WORK REQUIRED:
Nothing but the images should be left out when the entries are restated word for word.

Stored data:
◆ ◆ ◆
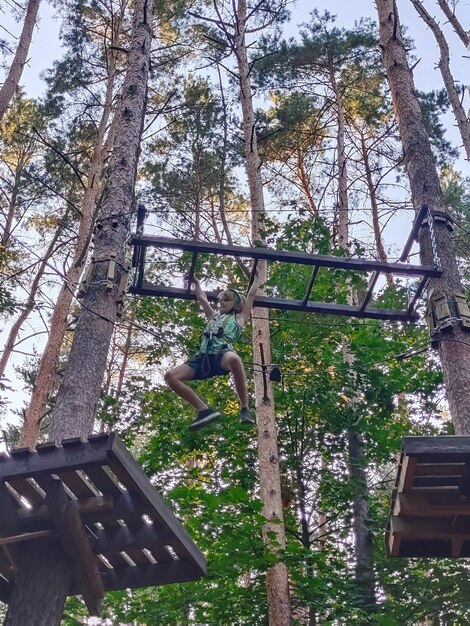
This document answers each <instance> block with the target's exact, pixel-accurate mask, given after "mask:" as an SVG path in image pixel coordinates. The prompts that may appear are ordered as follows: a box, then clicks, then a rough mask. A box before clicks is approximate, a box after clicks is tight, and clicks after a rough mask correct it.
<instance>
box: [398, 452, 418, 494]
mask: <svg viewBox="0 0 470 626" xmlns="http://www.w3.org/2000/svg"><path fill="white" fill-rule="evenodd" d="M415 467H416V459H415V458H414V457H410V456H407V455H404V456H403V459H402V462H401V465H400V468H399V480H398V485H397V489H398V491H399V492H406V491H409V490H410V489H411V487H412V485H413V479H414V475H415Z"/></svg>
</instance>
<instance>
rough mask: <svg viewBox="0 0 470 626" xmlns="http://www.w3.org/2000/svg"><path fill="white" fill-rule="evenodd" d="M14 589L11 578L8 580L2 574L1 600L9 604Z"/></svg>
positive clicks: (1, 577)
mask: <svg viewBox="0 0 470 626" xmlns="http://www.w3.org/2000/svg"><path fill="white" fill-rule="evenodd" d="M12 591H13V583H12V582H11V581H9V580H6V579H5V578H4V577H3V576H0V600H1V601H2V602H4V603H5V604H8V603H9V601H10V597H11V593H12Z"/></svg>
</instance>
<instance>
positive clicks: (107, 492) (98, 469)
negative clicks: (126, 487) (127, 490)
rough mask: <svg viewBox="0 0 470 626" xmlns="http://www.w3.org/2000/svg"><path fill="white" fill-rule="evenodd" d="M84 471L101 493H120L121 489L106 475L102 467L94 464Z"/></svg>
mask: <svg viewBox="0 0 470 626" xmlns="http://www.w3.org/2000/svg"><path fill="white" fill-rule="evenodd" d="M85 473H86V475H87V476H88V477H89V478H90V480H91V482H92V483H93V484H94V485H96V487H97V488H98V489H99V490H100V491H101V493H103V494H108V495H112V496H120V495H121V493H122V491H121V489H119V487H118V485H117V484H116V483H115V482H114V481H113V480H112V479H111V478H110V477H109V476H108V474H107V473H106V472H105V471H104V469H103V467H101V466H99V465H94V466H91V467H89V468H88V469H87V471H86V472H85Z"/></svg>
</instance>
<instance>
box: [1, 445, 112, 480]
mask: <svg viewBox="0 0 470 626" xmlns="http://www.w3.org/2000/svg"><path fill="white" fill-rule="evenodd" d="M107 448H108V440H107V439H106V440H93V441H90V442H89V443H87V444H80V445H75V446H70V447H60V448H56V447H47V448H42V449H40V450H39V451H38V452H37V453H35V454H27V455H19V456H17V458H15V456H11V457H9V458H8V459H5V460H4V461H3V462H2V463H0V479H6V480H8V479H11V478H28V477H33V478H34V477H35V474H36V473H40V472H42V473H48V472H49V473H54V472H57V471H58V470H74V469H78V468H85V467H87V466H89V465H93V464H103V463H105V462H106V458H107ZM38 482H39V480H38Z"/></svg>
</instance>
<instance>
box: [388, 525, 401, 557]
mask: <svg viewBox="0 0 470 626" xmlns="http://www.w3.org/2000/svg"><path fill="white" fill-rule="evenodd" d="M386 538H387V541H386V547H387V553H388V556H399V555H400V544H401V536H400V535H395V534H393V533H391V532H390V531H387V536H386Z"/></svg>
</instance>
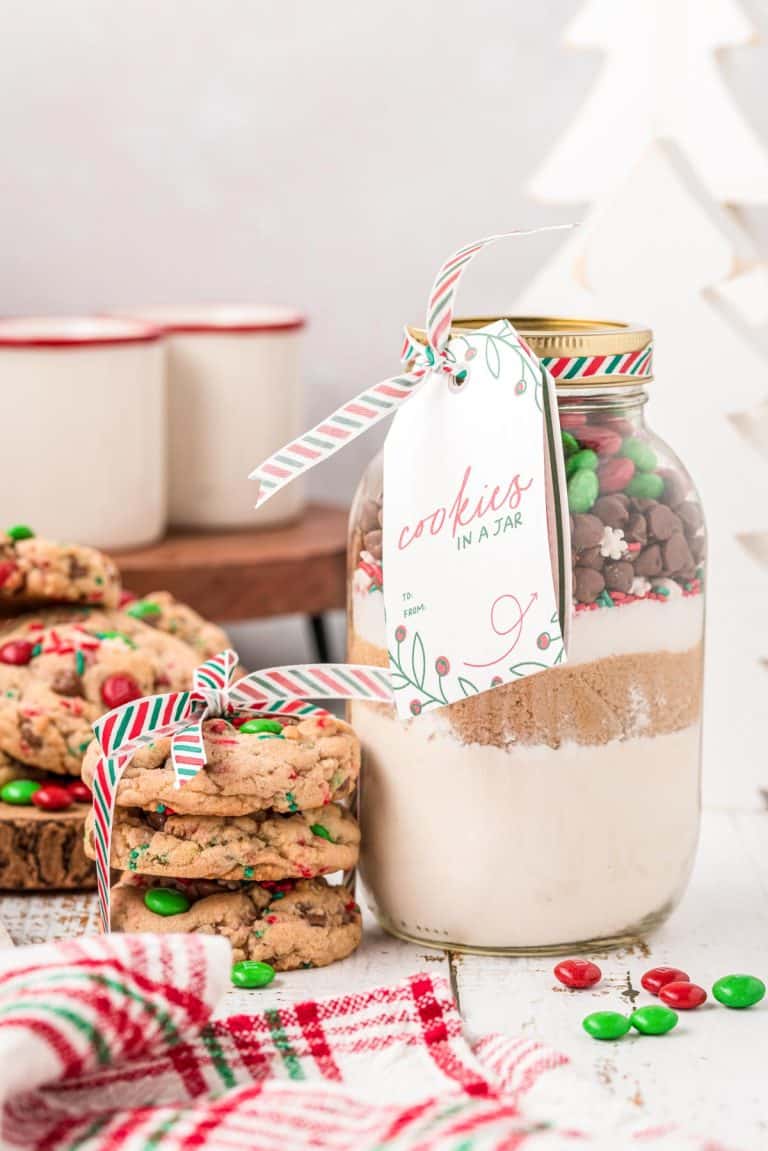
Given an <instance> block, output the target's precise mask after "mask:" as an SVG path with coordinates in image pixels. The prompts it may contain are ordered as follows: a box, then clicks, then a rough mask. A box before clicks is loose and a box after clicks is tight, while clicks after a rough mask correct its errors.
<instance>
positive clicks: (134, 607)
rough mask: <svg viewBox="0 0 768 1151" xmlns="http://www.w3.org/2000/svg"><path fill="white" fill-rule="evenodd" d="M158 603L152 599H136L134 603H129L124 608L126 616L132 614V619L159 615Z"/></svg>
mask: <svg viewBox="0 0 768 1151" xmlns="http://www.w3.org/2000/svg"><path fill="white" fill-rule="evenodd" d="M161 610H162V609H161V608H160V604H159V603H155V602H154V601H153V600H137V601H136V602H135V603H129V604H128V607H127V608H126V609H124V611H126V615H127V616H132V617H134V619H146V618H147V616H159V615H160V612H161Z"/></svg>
◆ ◆ ◆
WRITTEN RESPONSE:
This document answers each <instance> block with the target's exact, pixel-accurate mask, given after "mask:" as an SVG path in image pixel coordinates. The prompts that may appear are ordered as follows: a box, then clicks, then a rough mask. A box before clicks is approximate, a box after clicks is tight, and clicks after a rough mask correct it.
<instance>
box: [398, 452, 418, 494]
mask: <svg viewBox="0 0 470 626" xmlns="http://www.w3.org/2000/svg"><path fill="white" fill-rule="evenodd" d="M415 467H416V459H415V458H414V457H410V456H407V455H404V456H403V459H402V462H401V465H400V468H399V480H398V485H397V489H398V491H399V492H406V491H409V490H410V489H411V487H412V485H413V479H414V475H415Z"/></svg>
</instance>
<instance>
rough mask: <svg viewBox="0 0 470 626" xmlns="http://www.w3.org/2000/svg"><path fill="white" fill-rule="evenodd" d="M14 589L11 578L8 580L2 574L1 600L9 604Z"/></svg>
positive clicks: (1, 577)
mask: <svg viewBox="0 0 470 626" xmlns="http://www.w3.org/2000/svg"><path fill="white" fill-rule="evenodd" d="M12 591H13V583H12V582H11V581H9V580H6V579H5V578H4V577H3V576H0V600H1V601H2V602H4V603H5V604H8V603H9V601H10V597H11V593H12Z"/></svg>
</instance>
<instance>
positive clicks: (107, 492) (98, 469)
negative clicks: (126, 487) (127, 490)
rough mask: <svg viewBox="0 0 470 626" xmlns="http://www.w3.org/2000/svg"><path fill="white" fill-rule="evenodd" d="M84 471L101 493H120L121 489L106 475L102 467L94 464Z"/></svg>
mask: <svg viewBox="0 0 470 626" xmlns="http://www.w3.org/2000/svg"><path fill="white" fill-rule="evenodd" d="M85 473H86V475H87V476H88V477H89V478H90V480H91V482H92V483H93V484H94V485H96V487H97V488H98V489H99V490H100V491H101V493H103V494H108V495H112V496H120V495H121V493H122V491H121V489H119V487H118V485H117V484H116V483H115V482H114V481H113V480H112V479H111V478H110V477H109V476H108V474H107V473H106V472H105V471H104V469H103V467H101V466H99V465H94V466H91V467H89V468H88V469H87V471H86V472H85Z"/></svg>
</instance>
<instance>
box: [1, 445, 112, 480]
mask: <svg viewBox="0 0 470 626" xmlns="http://www.w3.org/2000/svg"><path fill="white" fill-rule="evenodd" d="M107 448H108V440H107V439H106V440H93V441H90V442H89V443H87V444H80V445H75V446H70V447H60V448H56V447H47V448H42V449H40V450H39V451H38V452H37V453H35V454H27V455H19V456H17V458H15V456H11V457H9V458H8V459H5V460H4V461H3V462H2V463H0V479H6V480H8V479H11V478H28V477H33V478H34V477H35V474H36V473H40V472H42V473H48V472H49V473H54V472H57V471H58V470H74V469H78V468H85V467H87V466H89V465H93V464H103V463H105V462H106V458H107ZM38 482H39V480H38Z"/></svg>
</instance>
<instance>
box: [388, 525, 401, 557]
mask: <svg viewBox="0 0 470 626" xmlns="http://www.w3.org/2000/svg"><path fill="white" fill-rule="evenodd" d="M386 538H387V541H386V547H387V553H388V556H399V555H400V544H401V536H400V535H395V534H393V533H391V532H390V531H387V536H386Z"/></svg>
</instance>
Given an <instance> block, output the target's precise mask after "mask:" as an SVG path with coordinates in image pixels. The prompts it may contain are ordered as follows: a box, then clicks, then a rough mask. A box before clicks is loose and a box after clicks is tight, while clicks after a rough mask correct its errors.
<instance>
positive clicks: (134, 607)
rough mask: <svg viewBox="0 0 768 1151" xmlns="http://www.w3.org/2000/svg"><path fill="white" fill-rule="evenodd" d="M158 603L152 599H136L134 603H129L124 608L126 616L132 614V619L159 615Z"/></svg>
mask: <svg viewBox="0 0 768 1151" xmlns="http://www.w3.org/2000/svg"><path fill="white" fill-rule="evenodd" d="M161 610H162V609H161V608H160V604H159V603H155V602H154V601H153V600H137V601H136V602H135V603H129V604H128V607H127V608H126V609H124V611H126V615H127V616H132V617H134V619H146V618H147V616H159V615H160V612H161Z"/></svg>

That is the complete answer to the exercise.